— BEGIN Extracted data —

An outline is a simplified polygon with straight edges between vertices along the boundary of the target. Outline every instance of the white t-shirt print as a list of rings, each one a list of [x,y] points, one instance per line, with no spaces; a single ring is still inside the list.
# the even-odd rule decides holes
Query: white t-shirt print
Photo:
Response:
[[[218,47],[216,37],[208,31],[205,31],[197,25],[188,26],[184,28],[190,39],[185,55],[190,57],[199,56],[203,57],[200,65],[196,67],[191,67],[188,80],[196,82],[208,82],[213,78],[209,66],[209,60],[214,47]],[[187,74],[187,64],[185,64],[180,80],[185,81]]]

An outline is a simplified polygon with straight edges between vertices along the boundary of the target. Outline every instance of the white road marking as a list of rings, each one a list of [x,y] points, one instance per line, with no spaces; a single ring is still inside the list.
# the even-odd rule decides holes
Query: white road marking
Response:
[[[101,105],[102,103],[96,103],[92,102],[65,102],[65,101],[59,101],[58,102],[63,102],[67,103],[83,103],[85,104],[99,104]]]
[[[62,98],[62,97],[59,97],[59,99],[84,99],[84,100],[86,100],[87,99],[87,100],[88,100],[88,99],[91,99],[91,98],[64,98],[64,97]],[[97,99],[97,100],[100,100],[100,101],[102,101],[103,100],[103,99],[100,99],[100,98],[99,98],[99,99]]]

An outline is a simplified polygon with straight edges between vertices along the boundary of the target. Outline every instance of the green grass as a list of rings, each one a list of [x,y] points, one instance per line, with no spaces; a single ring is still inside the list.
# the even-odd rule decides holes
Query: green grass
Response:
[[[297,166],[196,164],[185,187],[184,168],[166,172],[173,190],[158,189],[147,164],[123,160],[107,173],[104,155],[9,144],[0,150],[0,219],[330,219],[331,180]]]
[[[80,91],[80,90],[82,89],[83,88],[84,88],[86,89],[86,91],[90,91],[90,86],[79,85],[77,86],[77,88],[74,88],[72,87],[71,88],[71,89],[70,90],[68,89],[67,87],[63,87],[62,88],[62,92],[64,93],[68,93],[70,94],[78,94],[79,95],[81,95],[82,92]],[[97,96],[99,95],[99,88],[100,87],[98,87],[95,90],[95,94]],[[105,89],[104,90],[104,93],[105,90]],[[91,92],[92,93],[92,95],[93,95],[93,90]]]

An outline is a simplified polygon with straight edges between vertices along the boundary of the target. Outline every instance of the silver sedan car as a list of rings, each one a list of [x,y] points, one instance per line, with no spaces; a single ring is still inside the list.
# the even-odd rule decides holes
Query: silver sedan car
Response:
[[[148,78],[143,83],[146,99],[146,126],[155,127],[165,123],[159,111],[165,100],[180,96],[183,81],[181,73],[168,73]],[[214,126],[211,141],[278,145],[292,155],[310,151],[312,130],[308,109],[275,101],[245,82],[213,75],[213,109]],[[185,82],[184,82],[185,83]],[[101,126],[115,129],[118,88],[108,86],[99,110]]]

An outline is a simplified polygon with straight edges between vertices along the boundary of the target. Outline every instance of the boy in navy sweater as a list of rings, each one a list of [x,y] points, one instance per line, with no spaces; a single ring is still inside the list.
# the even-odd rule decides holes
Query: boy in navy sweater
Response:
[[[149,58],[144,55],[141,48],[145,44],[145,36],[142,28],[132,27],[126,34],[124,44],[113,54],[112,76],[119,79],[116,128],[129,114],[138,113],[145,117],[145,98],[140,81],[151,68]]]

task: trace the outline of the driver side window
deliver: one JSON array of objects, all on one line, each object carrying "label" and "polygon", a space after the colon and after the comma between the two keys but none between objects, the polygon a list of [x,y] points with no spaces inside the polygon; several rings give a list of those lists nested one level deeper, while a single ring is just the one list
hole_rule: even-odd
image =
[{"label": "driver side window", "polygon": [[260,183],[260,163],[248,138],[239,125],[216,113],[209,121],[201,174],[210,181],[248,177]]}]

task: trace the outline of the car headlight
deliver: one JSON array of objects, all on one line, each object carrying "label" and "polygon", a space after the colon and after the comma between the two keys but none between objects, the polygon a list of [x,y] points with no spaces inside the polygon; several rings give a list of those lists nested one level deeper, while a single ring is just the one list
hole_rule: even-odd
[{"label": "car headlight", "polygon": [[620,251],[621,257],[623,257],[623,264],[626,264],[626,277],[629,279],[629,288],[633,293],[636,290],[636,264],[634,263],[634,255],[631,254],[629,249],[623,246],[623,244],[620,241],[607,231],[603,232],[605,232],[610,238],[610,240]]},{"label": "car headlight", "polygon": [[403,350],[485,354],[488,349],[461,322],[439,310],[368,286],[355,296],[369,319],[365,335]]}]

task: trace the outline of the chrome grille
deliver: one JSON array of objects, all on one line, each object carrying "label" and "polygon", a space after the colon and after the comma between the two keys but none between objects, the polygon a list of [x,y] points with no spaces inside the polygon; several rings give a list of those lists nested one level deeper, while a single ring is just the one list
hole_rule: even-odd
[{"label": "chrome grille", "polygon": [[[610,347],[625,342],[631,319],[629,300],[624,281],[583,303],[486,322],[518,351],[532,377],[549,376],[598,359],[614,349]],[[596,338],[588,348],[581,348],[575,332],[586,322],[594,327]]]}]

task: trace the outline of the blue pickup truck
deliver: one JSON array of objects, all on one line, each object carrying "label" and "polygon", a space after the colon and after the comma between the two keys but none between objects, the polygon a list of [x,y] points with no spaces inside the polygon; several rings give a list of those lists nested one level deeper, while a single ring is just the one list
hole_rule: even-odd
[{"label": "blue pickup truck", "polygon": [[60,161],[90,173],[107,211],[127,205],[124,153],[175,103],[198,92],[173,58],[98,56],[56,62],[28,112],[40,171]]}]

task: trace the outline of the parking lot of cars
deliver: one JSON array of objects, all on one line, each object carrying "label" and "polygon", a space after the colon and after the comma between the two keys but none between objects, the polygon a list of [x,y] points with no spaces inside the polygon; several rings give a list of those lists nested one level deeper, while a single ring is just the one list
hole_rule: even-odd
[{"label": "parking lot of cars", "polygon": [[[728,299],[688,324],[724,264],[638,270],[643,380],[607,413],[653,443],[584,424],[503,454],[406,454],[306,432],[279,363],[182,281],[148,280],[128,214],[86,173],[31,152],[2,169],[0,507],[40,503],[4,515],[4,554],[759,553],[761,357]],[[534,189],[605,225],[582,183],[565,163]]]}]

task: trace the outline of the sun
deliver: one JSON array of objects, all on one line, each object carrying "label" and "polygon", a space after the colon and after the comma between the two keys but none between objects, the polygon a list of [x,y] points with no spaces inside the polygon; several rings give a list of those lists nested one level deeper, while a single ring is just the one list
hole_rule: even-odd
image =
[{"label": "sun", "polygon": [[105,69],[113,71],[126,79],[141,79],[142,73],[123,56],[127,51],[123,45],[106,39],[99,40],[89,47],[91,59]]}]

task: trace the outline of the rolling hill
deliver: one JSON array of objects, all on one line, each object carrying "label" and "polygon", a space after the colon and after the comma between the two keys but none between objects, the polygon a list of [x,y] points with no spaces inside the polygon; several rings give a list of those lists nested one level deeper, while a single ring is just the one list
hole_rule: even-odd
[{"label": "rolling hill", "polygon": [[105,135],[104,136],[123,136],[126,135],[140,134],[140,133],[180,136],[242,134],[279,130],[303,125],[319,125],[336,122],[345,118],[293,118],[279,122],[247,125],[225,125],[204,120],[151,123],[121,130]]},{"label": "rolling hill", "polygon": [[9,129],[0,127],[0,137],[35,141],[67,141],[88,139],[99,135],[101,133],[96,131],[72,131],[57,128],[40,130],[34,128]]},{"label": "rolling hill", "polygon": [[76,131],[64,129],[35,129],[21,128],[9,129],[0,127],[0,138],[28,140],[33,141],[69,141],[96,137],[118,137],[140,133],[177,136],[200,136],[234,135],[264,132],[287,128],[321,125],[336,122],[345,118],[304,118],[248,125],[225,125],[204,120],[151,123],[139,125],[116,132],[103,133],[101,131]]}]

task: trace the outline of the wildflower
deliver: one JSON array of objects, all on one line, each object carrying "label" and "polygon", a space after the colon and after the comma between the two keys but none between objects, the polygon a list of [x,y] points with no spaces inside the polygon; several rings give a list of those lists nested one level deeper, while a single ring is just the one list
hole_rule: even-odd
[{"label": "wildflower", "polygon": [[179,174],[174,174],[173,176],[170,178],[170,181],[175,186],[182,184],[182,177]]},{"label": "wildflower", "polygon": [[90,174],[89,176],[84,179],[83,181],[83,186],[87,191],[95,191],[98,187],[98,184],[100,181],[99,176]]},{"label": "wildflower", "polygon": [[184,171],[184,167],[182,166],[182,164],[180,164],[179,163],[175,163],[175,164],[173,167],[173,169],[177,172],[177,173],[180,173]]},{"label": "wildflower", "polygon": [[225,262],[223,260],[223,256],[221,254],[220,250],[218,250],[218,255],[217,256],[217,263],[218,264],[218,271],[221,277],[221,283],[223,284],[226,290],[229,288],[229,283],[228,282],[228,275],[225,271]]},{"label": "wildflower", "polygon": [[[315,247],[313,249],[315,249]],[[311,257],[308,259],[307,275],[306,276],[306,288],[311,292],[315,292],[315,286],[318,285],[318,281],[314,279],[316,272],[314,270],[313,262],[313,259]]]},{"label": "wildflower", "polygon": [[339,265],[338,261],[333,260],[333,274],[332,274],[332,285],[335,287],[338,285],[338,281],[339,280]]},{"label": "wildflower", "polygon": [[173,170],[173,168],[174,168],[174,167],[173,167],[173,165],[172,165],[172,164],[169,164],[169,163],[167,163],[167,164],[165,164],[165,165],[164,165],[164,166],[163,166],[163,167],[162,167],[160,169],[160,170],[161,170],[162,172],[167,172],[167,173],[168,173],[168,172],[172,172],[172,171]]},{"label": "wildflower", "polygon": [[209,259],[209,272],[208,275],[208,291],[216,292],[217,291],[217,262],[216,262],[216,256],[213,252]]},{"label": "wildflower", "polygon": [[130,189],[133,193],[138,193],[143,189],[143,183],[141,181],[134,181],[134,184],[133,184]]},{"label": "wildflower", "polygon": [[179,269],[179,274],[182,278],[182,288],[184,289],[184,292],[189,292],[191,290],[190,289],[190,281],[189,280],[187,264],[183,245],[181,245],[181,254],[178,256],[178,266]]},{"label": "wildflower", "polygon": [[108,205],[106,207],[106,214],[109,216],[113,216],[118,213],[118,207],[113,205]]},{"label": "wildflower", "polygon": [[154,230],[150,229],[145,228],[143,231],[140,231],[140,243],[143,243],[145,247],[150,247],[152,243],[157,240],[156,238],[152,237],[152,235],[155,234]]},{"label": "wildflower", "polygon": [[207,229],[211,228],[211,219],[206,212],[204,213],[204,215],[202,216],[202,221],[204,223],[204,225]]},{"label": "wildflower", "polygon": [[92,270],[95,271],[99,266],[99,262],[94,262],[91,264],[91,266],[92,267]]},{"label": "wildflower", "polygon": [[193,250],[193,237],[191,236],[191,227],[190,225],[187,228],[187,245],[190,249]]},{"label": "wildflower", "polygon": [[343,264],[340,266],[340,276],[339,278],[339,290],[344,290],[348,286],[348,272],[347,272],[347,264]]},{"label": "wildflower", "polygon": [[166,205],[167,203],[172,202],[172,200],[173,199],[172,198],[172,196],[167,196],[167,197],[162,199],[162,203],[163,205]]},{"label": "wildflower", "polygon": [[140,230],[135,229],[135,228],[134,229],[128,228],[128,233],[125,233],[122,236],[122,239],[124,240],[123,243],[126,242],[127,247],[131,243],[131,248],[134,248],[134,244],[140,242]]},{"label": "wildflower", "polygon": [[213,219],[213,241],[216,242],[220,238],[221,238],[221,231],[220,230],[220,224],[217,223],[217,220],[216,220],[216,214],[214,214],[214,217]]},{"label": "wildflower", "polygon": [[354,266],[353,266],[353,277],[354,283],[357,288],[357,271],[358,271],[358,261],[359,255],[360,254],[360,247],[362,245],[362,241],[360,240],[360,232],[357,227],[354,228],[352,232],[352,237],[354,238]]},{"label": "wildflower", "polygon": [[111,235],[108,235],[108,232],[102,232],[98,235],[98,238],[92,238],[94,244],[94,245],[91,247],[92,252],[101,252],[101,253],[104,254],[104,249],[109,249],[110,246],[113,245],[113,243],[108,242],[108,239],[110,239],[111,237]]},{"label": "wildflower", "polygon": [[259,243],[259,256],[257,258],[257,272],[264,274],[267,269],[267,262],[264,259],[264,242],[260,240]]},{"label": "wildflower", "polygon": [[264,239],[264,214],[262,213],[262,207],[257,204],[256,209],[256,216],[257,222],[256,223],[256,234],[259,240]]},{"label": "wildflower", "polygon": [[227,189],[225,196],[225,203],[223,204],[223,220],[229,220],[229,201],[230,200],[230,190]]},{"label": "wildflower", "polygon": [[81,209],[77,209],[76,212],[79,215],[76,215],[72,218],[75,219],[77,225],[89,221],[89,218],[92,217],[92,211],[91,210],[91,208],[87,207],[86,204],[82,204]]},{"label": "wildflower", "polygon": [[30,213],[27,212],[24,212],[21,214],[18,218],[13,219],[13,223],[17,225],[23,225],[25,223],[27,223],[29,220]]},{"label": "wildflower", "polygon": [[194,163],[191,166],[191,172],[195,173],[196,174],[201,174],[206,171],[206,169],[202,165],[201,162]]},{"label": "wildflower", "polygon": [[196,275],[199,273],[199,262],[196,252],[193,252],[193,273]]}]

— END Extracted data —

Task to complete:
Count the lines above that contain the string "silver", and reply with only the number.

Result of the exercise:
2